EXERCISE TASK:
Tally the lines in the annotated coordinate records that contain the string "pompom", and give only that number.

====== SOURCE DATA

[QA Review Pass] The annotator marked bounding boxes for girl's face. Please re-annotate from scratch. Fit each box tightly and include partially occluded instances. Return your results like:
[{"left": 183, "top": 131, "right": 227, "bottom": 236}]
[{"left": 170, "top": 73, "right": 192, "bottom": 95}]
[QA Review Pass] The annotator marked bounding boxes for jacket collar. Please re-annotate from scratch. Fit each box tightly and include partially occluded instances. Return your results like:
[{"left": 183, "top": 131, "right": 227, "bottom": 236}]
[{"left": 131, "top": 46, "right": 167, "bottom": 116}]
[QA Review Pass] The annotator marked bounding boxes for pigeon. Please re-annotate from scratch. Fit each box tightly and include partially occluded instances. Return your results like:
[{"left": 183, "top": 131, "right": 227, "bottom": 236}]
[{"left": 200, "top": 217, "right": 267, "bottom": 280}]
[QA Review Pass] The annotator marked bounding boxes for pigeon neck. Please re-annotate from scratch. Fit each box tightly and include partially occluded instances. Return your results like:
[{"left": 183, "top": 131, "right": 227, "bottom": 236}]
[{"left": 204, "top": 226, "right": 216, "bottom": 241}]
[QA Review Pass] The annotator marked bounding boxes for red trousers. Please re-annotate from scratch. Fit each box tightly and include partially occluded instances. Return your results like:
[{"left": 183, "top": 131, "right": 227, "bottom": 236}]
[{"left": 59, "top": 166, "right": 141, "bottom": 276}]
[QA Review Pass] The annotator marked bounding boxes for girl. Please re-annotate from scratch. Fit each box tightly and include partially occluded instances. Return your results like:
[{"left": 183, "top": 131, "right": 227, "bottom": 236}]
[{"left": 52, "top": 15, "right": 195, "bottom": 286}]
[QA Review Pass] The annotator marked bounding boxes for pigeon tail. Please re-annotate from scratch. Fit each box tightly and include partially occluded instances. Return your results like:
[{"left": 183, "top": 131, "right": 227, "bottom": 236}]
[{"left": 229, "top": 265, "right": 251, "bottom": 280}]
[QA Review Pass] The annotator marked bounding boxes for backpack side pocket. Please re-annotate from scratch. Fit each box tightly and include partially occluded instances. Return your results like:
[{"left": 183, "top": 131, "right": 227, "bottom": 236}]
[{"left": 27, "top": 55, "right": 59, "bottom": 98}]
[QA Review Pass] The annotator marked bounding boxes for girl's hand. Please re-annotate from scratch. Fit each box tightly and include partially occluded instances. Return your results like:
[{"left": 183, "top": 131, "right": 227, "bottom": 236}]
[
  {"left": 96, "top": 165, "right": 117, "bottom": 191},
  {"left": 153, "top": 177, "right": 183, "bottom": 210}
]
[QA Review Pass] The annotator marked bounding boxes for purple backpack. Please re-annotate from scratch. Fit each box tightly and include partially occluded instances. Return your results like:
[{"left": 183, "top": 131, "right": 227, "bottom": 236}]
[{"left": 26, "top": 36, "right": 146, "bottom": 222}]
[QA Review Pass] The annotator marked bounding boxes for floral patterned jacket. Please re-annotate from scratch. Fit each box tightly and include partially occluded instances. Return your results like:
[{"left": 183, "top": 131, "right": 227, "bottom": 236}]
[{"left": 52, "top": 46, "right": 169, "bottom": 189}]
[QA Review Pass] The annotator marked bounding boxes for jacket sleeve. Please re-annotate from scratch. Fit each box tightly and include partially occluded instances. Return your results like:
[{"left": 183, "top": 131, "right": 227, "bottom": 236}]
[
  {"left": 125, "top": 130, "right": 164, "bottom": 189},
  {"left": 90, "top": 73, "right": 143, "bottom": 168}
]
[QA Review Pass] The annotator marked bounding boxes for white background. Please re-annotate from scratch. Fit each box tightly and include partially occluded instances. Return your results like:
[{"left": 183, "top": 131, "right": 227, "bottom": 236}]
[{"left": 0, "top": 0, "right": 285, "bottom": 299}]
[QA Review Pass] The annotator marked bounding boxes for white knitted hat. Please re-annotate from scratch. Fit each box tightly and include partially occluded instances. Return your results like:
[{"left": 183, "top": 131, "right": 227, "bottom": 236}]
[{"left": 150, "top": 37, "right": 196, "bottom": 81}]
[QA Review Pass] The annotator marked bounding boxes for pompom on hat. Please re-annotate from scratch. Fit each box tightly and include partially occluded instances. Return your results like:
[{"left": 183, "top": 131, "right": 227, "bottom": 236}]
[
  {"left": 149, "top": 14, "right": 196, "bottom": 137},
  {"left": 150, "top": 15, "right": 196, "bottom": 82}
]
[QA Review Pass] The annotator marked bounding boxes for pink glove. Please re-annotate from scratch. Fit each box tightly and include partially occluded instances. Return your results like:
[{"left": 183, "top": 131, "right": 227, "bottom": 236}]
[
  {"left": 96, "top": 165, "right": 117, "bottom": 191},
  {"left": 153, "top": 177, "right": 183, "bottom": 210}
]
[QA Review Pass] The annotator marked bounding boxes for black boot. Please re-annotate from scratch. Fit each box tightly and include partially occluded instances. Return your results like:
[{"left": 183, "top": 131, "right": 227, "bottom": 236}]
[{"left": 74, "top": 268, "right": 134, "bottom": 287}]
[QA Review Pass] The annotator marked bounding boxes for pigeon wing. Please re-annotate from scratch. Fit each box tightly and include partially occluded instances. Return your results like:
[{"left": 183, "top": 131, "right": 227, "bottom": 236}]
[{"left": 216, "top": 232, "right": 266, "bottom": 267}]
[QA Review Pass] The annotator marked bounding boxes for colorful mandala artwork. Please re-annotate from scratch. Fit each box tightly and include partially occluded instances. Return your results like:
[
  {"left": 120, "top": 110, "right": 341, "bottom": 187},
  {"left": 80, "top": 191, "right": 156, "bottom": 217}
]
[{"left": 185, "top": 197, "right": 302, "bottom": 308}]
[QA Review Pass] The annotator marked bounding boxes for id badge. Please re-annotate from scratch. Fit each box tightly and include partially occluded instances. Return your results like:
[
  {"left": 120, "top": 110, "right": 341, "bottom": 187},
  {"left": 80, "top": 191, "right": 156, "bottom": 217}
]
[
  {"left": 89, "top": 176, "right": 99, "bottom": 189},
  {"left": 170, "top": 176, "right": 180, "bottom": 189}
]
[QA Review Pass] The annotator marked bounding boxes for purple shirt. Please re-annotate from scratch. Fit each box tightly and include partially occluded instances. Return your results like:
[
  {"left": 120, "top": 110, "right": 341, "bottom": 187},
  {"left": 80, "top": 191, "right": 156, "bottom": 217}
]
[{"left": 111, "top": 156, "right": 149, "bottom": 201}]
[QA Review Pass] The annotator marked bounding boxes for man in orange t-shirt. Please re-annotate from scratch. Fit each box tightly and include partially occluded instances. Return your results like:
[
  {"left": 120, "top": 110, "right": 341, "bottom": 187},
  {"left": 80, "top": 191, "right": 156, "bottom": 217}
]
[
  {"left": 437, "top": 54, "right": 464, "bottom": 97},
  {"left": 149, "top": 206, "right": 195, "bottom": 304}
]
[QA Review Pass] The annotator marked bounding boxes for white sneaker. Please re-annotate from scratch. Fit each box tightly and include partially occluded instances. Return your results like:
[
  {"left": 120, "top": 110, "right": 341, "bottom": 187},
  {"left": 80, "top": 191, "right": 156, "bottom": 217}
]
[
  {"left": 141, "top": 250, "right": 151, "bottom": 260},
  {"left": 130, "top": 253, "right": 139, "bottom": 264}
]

============

THE ANSWER:
1